PROBLEMS TO WORK ON –
1: In the article on compiling LibreOffice with Microsoft Visual Studio, what title did the random error messages carry?
2: Translate this sentence from the article on compiling LibreOffice with Microsoft Visual Studio into Spanish: "Sometimes, random errors appeared without further details on why."
3: Carry on the article about LibreOffice build errors caused by Microsoft's telemetry, picking up right after its last sentence.

SELECTED EXTRACT –
━━━━━━━━━━━━━━━━━━━━━━━━━━━━━━

Telemetry required? Ask users first!
In this article, I will discuss the recent problems with compiling LibreOffice using Microsoft Visual Studio, things that I did to debug and find the root cause, the source of problem itself – which is problems in Microsoft’s telemetry – and how I could fix it.
Describing The Problem
Recently, I was encountering a problem when configuring LibreOffice’s source code before compilation. Sometimes, random errors appeared without further details on why. The title: “powershell.exe” was also strange, as I wasn’t using PowerShell directly.
At first, I ignored the message, but then it become more error common, and at some point the configuration was aborted. I ignored that for a while, but after a few days, one of the mentees reported a somehow similar problem.

━━━━━━━━━━━━━━━━━━━━━━━━━━━━━━

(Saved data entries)

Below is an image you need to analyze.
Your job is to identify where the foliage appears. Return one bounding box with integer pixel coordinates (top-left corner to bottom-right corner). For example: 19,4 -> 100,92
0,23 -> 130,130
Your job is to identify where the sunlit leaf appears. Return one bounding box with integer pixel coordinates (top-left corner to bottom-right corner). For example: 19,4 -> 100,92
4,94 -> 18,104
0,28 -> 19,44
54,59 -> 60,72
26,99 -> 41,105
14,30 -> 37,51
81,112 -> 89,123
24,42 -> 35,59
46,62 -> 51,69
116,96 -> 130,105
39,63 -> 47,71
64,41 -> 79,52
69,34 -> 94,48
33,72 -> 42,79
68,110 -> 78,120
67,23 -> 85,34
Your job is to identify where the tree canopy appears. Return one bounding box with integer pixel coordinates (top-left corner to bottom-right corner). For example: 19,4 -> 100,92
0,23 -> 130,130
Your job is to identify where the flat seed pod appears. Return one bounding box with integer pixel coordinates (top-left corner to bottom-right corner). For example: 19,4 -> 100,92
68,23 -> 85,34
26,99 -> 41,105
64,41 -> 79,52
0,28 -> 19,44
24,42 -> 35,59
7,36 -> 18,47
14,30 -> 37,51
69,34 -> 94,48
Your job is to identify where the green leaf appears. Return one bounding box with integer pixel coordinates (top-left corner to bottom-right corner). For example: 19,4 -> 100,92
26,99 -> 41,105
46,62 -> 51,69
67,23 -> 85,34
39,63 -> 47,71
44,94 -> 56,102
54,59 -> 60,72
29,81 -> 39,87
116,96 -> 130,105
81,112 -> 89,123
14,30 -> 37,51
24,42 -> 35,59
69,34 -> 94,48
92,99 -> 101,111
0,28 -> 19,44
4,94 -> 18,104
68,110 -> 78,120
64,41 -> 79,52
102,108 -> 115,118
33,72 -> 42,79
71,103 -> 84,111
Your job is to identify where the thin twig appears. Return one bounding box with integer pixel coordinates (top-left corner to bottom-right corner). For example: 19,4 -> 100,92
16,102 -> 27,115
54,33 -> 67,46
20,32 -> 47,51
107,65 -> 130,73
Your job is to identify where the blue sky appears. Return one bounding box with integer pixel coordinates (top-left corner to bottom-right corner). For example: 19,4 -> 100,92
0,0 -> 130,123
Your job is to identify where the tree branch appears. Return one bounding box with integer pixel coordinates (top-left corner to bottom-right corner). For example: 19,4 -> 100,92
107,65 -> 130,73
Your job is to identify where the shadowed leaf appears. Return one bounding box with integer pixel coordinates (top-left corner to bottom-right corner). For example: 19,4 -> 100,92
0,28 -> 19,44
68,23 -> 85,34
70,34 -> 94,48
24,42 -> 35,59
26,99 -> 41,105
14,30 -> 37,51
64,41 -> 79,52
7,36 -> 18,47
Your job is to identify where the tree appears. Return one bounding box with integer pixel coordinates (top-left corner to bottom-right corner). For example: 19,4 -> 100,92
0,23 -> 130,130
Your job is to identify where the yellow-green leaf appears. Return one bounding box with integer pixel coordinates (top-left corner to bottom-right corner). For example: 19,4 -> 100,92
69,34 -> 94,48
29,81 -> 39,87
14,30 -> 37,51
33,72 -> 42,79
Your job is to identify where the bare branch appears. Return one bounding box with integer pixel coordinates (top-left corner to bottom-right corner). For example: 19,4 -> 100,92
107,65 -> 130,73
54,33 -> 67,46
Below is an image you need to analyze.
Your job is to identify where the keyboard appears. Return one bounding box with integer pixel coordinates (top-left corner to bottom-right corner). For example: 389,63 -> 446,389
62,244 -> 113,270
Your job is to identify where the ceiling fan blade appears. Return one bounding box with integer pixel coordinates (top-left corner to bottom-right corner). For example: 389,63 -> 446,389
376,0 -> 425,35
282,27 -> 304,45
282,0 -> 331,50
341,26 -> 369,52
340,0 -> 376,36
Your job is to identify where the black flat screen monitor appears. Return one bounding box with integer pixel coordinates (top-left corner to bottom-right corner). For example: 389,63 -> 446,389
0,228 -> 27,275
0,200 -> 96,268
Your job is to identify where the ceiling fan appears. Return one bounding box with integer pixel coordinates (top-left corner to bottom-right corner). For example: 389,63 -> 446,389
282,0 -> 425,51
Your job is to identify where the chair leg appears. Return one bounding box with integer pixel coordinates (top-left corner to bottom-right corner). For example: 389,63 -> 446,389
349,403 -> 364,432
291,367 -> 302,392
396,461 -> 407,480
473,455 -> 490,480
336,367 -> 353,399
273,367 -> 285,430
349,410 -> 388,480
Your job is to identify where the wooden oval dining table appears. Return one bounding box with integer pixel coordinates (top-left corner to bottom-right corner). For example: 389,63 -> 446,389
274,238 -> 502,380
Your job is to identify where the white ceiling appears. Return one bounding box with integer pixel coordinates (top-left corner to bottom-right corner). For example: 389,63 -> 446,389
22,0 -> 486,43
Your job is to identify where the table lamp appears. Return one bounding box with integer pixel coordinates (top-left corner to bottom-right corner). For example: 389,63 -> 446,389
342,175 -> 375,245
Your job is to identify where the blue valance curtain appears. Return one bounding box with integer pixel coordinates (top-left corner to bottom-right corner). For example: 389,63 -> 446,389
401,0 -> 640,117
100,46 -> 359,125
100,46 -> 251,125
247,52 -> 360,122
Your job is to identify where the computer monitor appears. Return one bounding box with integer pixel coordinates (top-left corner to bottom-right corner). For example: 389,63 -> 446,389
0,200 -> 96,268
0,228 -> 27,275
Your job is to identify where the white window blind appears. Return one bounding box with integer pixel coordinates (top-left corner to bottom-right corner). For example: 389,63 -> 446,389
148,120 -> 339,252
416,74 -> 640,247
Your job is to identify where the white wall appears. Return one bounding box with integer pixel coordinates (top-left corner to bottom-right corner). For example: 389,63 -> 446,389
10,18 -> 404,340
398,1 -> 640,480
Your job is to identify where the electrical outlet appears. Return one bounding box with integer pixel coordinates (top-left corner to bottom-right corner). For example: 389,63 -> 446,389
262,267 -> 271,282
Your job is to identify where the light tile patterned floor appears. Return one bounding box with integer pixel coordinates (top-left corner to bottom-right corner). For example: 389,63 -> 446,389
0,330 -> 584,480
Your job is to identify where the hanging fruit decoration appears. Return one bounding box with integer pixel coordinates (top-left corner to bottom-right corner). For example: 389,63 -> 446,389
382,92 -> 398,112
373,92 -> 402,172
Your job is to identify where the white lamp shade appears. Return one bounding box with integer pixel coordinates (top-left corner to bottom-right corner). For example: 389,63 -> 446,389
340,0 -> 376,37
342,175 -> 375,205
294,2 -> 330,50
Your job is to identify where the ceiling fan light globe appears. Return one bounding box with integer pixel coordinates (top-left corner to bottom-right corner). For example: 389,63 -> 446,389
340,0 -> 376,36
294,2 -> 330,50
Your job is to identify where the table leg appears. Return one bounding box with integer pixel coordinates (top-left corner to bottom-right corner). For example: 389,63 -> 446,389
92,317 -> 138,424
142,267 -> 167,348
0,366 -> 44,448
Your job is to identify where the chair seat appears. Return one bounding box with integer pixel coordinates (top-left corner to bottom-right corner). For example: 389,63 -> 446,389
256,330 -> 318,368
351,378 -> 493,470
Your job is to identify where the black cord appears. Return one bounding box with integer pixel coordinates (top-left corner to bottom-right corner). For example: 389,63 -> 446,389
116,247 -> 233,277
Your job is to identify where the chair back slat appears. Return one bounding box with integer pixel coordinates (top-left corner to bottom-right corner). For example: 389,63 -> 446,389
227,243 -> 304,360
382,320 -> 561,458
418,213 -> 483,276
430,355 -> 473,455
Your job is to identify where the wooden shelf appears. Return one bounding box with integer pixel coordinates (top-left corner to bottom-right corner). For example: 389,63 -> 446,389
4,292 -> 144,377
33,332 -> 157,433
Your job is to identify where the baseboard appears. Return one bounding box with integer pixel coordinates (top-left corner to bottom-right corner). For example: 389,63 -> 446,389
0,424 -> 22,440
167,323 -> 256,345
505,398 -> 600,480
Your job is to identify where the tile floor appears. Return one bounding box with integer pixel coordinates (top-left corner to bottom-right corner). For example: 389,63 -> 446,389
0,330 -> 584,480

━━━━━━━━━━━━━━━━━━━━━━━━━━━━━━

OUTPUTS BY TASK –
1: "powershell.exe"

2: A veces aparecían errores aleatorios sin más detalles sobre el motivo.

3:
The error was that the UCRT (which is Microsoft Visual Studio C++’s standard C library), was not found. This is an error log:
$ ./autogen.sh . . . checking for Windows SDK... found Windows SDK 10.0 (/cygdrive/c/PROGRA~2/WI3CF2~1/10) checking for midl.exe... C:\Program Files (x86)\Windows Kits\10\/Bin/10.0.20348.0/x64/midl.exe checking for csc.exe... C:\Windows\Microsoft.NET\Framework\v4.0.30319\/csc.exe checking for al.exe... C:\Program Files (x86)\Microsoft SDKs\Windows\v10.0A\bin\NETFX 4.8 Tools\/al.exe checking .NET Framework... found: C:/PROGRA~2/WI3CF2~1/NETFXSDK/4.8/ checking whether jumbo sheets are supported... yes checking whether to enable runtime optimizations... yes checking for valgrind/valgrind.h... no checking for sys/sdt.h... no checking what the C++ library is... configure: error: Could not figure out what C++ library this is Error running configure at ./autogen.sh line 321.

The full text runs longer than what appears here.